WHAT YOU ARE ASKED TO DO:
Please copy each of the rows below word for word.

MATERIAL:
○ ○ ○ ○

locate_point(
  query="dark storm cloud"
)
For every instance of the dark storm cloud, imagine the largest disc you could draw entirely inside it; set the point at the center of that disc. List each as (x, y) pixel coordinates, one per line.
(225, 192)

○ ○ ○ ○

WRITTEN SOLUTION:
locate_point(
  query="dark storm cloud"
)
For every instance of the dark storm cloud, imagine the largest disc you could draw entirely inside it; set the point at the center of that disc. List each as (x, y) pixel coordinates, one per line.
(225, 192)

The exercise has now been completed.